Data supplied =>

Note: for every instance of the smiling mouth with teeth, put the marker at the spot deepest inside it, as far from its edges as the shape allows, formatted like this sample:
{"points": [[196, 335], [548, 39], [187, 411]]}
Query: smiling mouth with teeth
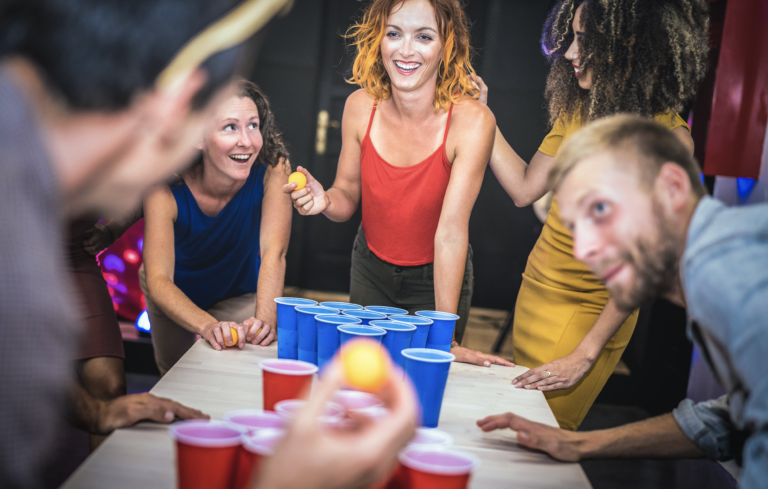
{"points": [[406, 68], [240, 158]]}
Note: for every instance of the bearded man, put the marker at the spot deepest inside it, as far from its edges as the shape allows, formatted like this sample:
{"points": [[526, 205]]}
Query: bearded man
{"points": [[641, 220]]}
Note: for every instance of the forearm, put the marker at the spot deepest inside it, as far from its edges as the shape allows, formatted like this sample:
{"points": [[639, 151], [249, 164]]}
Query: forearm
{"points": [[340, 205], [450, 261], [118, 226], [177, 306], [270, 285], [658, 437], [523, 186], [607, 324]]}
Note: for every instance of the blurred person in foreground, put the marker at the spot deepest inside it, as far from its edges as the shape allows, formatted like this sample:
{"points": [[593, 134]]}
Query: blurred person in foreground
{"points": [[85, 127], [631, 194]]}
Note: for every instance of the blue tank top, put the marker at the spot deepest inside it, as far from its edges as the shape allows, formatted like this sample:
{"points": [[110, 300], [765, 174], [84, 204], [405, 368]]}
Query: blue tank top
{"points": [[218, 257]]}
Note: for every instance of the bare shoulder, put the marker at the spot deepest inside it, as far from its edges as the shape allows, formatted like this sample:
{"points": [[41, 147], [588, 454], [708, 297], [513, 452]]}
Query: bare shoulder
{"points": [[160, 202], [469, 114]]}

Stated goal =>
Rewrite the material above as a numbered list, one line per item, with blank lines and pictures left out.

Output below =>
1. Note: for every instance of the smiling mouth with teeth, put the marker at the spot deepest inside it, as far from its edges as the shape allows, formatted like this sample:
2. {"points": [[196, 335], [548, 39], [187, 411]]}
3. Query: smiling mouth with teeth
4. {"points": [[406, 68], [240, 158]]}
5. Note: for every instance of the bearded man, put the marker at the spot deepest inside it, as far from its edges as the shape allows, formatted like this sample:
6. {"points": [[526, 205]]}
7. Query: bearded man
8. {"points": [[641, 220]]}
9. Note: for every instance of the forearm, put the marker at the spot deepest inside it, as far from its edges as the shape allows, formatted like this sample:
10. {"points": [[639, 151], [249, 164]]}
11. Query: forearm
12. {"points": [[340, 205], [450, 261], [118, 226], [177, 306], [270, 285], [658, 437], [523, 186], [607, 324]]}
13. Note: for every instance of the blurred person in foreground, put the marker at the spot deepest inside it, as far from its edges as the shape allows, formatted like this sample:
14. {"points": [[593, 134]]}
15. Query: blurred person in foreground
16. {"points": [[85, 127], [631, 194]]}
17. Note: for every instance of the blue tank top, put the marker at the spot deepest inside it, as far from its edges as the shape allows, formatted like this sample:
18. {"points": [[110, 300], [765, 174], [84, 204], [405, 368]]}
19. Query: blue tank top
20. {"points": [[218, 257]]}
21. Note: for every instance of the bare shoulder, put the marker at the spot deepest inside it, as far from its edges as the shape allows, formatted like this sample:
22. {"points": [[41, 147], [588, 454], [708, 297], [513, 452]]}
23. Query: bare shoulder
24. {"points": [[160, 202], [469, 114]]}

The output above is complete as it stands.